* [Page text]:
***

Exporting excel to xml spreadsheet with blank cells
-
08-07-2019 - |
Question
I am exporting an excel workbook into xml spreadsheet. The excel has lets say 10 columns and 10 rows. Some of the cells are empty(i.e with no value).
When i save the file into xml spreadsheet and review the row that has blank cell in it, it has only cells: the cell with the empty value is not there and the xml show that the cell before the blank, and the cell after the blank are one after another (the empty cell just doesn't exists).
Here is a sample of the xml:
<Cell ss:StyleID="s36"><Data ss:Type="Number">cell1</Data><NamedCell
ss:Name="Print_Area"/></Cell>
<Cell><Data ss:Type="String">cell2</Data><NamedCell ss:Name="Print_Area"/></Cell>
<Cell><Data ss:Type="String">cell4</Data><NamedCell
ss:Name="Print_Area"/></Cell>
The missing cell is cell3
Is there a way to ask excel not to save space? The recreation is not that easy as it seems using xslt?
Solution
If the cell is empty this seems a reasonable optimization to save space - why should it not be missing.

***

* [Activities]:
**1)** Reproduce a passage of the Excel export thread word for word: begin at the words "When i save" and stop after the words "seems using xslt?".
**2)** Decide whether each statement agrees with the Excel export thread. Answer yes or no, and quote the words that settle it.
(a) The workbook in the question has 10 columns and 10 rows.
(b) The cell missing from the XML sample is cell2.
(c) The solution calls the missing empty cell a reasonable optimization to save space.
**3)** Answer these questions from the Excel export thread.
(a) What date appears at the top?
(b) Which cell is absent from the XML sample?
(c) What tool does the question name for recreating the missing cell?
Answer using only the Excel export thread.

***

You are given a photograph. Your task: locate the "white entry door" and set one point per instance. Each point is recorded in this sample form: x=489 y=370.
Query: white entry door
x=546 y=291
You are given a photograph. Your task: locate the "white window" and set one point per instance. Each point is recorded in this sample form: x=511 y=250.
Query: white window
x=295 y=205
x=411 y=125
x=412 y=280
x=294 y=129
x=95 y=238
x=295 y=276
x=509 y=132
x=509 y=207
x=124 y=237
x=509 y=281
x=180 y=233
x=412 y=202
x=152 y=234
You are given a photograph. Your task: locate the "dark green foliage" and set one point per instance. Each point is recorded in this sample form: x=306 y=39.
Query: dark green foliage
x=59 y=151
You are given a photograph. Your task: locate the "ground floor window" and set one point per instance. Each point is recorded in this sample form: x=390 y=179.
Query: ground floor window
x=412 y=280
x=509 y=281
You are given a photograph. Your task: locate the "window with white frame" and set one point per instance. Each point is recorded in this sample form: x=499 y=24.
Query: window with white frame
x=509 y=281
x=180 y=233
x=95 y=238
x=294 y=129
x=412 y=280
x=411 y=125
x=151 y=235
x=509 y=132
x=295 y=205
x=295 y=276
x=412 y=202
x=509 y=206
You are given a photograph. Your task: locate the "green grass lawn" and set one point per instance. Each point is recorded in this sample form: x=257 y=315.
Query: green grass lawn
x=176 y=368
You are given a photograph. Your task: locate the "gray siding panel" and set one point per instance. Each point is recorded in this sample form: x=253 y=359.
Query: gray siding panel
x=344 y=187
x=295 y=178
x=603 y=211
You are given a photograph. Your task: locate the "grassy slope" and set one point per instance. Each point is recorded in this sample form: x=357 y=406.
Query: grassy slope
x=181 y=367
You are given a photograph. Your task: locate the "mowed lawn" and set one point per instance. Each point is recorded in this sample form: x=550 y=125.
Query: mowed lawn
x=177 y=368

***

* [Exercise responses]:
**1)**
When i save the file into xml spreadsheet and review the row that has blank cell in it, it has only cells: the cell with the empty value is not there and the xml show that the cell before the blank, and the cell after the blank are one after another (the empty cell just doesn't exists).
Here is a sample of the xml:
<Cell ss:StyleID="s36"><Data ss:Type="Number">cell1</Data><NamedCell
ss:Name="Print_Area"/></Cell>
<Cell><Data ss:Type="String">cell2</Data><NamedCell ss:Name="Print_Area"/></Cell>
<Cell><Data ss:Type="String">cell4</Data><NamedCell
ss:Name="Print_Area"/></Cell>
The missing cell is cell3
Is there a way to ask excel not to save space? The recreation is not that easy as it seems using xslt?

**2)**
(a) Yes: "The excel has lets say 10 columns and 10 rows."
(b) No: "The missing cell is cell3"
(c) Yes: "If the cell is empty this seems a reasonable optimization to save space"

**3)**
(a) 08-07-2019
(b) cell3
(c) xslt